▶ Excerpted passage
The $\ce{HCl}$ is added to dissolve calcium citrate by protonating the citrate to form (neutral) citric acid:

$$\ce{Ca3(C6H5O7)2(s) + 6HCl(aq) -> 3 Ca^{2+} (aq) + 6 Cl- (aq) + 2 C6H8O7 (aq)}$$

To recrystallize, you have to form citrate again. The $\mathrm{p}K_\mathrm{a}$ values of citrate range from 3.1 to 6.4, so at pH = 7.5 citric acid deprotonates fully to form citrate again:

$$ \ce{ C6H8O7 (aq) <=> C6H5O7^3- + 3H+(aq)}$$

On the other hand, you don't want the pH too basic because then calcium hydroxide will precipitate. In the presence of sufficiently high concentration of calcium ions, calcium citrate will precipitate again:

$$\ce{ 3 Ca^{2+} (aq) + 2 C6H5O7^3- <=> Ca3(C6H5O7)2(s) }$$

Each step in crystallization will have less contaminants, with some loss of the desired product. So it might look like you are going around in circles and losing product. However, the purity of the product will increase with every recrystallization step.

Answer 2

$100$ g lemon juice contains $6.08$ g citric acid, and $0.3$ g malic acid $\ce{(CHOHCOOH)2}$, according to K. Diem, Scientific Tables, CIBA-Geigy SA, Basel, 1972, p. 508

The first precipitation produces an impure precipitate of calcium citrate containing about $5$% calcium malate $\ce{CaC4H4O6}$. When redissolved in $\ce{HCl}$, neutralized and reprecipitated, the malate ions are eliminated. The second precipitate contains pure calcium citrate.

▶ Stated problem A
In the passage on recrystallizing calcium citrate, restate the text from "Each step in" up to and including "every recrystallization step.", renaming "contaminants" as "impurities".

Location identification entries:
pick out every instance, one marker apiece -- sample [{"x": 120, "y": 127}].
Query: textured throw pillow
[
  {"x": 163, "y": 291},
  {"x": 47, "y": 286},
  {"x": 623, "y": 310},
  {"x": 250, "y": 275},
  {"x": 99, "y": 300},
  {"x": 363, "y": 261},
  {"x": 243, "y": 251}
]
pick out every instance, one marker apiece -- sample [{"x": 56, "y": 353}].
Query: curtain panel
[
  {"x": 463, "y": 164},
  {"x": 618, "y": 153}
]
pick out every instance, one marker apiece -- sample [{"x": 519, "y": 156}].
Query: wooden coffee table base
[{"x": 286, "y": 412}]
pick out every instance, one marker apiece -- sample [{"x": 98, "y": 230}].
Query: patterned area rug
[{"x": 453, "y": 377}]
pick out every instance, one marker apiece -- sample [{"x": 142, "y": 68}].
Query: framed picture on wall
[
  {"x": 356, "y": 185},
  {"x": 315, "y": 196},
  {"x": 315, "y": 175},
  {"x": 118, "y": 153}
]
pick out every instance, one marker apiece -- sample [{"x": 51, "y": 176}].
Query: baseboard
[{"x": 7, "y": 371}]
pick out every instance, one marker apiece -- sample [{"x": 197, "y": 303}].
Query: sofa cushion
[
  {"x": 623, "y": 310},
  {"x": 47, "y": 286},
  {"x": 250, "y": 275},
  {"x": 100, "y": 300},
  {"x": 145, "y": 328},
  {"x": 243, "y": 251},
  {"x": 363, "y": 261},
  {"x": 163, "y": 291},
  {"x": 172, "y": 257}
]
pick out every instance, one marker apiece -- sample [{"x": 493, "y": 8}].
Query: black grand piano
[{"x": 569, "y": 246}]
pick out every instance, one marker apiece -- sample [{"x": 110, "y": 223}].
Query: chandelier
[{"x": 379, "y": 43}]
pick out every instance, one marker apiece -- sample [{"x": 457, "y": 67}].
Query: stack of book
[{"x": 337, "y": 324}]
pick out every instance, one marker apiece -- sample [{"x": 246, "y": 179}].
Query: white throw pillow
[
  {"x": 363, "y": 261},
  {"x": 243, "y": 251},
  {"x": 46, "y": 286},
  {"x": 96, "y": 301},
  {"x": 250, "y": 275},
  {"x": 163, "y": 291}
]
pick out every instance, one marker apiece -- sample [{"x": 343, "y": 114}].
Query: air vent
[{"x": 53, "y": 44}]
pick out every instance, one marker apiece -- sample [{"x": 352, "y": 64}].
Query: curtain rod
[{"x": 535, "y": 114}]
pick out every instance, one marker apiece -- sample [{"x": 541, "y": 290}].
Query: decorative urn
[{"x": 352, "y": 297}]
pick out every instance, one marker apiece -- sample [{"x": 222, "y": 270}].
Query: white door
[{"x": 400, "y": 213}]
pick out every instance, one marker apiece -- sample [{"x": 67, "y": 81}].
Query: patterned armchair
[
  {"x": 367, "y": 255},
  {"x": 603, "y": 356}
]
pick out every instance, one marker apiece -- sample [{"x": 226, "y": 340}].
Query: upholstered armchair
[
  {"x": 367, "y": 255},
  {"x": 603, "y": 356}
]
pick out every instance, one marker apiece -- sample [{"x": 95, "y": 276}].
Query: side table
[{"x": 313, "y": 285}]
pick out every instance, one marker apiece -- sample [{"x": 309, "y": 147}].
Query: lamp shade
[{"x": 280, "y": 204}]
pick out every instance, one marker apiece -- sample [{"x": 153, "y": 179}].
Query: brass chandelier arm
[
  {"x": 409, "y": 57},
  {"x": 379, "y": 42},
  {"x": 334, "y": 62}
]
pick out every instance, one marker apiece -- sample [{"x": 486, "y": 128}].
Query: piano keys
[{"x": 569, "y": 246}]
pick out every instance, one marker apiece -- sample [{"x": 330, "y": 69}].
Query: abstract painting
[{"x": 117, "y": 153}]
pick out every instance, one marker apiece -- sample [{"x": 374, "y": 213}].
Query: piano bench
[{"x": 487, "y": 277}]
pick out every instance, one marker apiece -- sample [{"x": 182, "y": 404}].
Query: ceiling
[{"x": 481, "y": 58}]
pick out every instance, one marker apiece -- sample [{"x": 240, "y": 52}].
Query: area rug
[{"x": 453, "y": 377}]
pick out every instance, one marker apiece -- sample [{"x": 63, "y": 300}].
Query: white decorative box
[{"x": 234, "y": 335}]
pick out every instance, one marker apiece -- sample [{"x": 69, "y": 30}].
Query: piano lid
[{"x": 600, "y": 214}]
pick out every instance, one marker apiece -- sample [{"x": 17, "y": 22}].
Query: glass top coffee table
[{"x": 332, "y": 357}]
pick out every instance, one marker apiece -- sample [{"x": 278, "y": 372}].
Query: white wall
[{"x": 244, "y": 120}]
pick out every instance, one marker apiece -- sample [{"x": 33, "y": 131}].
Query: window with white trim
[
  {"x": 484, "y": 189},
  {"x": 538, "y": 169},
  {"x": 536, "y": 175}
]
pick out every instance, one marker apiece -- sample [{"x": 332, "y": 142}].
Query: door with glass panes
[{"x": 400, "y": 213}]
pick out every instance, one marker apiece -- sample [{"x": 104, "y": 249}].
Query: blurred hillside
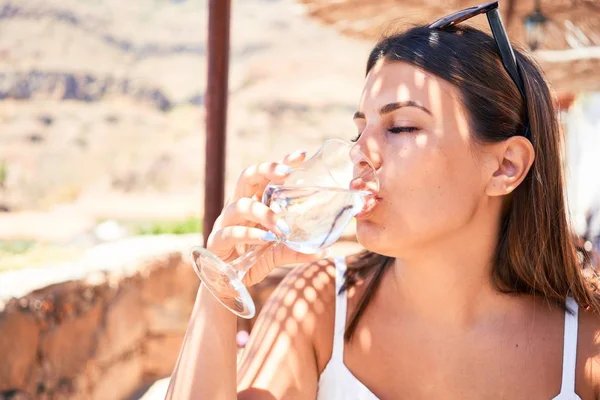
[{"x": 101, "y": 102}]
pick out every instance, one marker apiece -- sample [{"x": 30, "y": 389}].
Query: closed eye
[{"x": 403, "y": 129}]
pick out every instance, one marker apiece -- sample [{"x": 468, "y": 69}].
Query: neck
[{"x": 448, "y": 282}]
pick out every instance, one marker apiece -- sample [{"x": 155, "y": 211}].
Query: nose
[
  {"x": 365, "y": 170},
  {"x": 367, "y": 152}
]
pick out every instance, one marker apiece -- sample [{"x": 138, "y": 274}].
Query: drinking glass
[{"x": 317, "y": 200}]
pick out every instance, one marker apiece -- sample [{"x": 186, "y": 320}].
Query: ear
[{"x": 514, "y": 158}]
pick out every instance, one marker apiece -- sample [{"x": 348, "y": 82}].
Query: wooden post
[{"x": 216, "y": 110}]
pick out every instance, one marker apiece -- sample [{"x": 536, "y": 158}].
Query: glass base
[{"x": 223, "y": 282}]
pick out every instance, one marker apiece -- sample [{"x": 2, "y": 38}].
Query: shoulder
[{"x": 588, "y": 350}]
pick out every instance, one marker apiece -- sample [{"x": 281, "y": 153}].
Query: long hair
[{"x": 535, "y": 253}]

▶ Stated problem B
Extract every line of the records that contains the string "with", matching case exactly.

▶ Written solution A
Each step in crystallization will have less impurities, with some loss of the desired product. So it might look like you are going around in circles and losing product. However, the purity of the product will increase with every recrystallization step.

▶ Written solution B
Query: window with white trim
Query: door with glass panes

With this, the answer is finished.